- _Reading passage_:
--- Start ---
Marriage in our culture means a union between two people who have agreed to live together to make a family. In the ancient days of our great grandparents, the parents would choose the partner for their daughter or son. There was no room for long time dates and choosing who you want to spend your life with.
When you look closely these marriages lasted a life time. Even in the ages of our grand parents these things existed.
Today things have changed,we choose who to date and call it quits when we feel like. We owe no one a failed relationship worse still a marriage. It got me thinking where we went wrong. Where we abandoned the right way for a road that leads a stray. I was thinking to myself what is the cause of many broken marriages and relationships that seems full of potential for a beautiful couple. In that mood of introspection, I came up with three points that we need to look closely. There could be more but for today allow me to discuss these three.
--- End ---
- _Provided material_:
--- Start ---
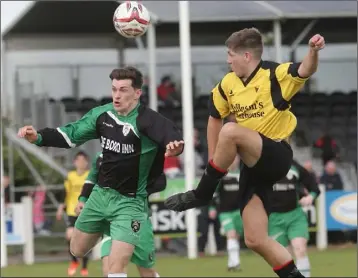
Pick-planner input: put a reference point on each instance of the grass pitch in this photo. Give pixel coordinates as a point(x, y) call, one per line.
point(334, 262)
--- End ---
- _Exercise directions_: Pick up the piece on marriage after its last sentence and keep writing. The material above has no connection to the piece on marriage.

- _Response below_:
Irresponsible may mean different things to the hearer. In this case I mean not doing what you are supposed to do at a given time. In the recent past partners have neglected their duties in making the union work between themselves. I strongly believe that for anything to work it takes the efforts of the parties involved,same applies to marriage. It takes two willing souls to make a decision that they will abide to,for two cannot walk together unless they agree.
In that relationship you are in,what are you doing to make it work? If it is working what are you doing to make it better?. As the saying goes,perfection is not a destination but rather a journey. If you purpose to be on the giving side rather than on the receiving end. Do not get in that relationship or marriage with a mind set of what you will get but rather what you can give.
Quit blaming it on your partner when things do not work. Communication is a strong key towards anything doable. If he/she is not doing it right,you can always talk through it together to improve your relationship.
Even keeping secrets that could be harmful from your partner is being unfaithful. Telling lies,infidelity amounts to unfaithfulness. Any relationship entails integrity being able to do the right thing even if your partner is not watching you. It has issues to do with personality,there are people who cannot be trusted even with smallest things.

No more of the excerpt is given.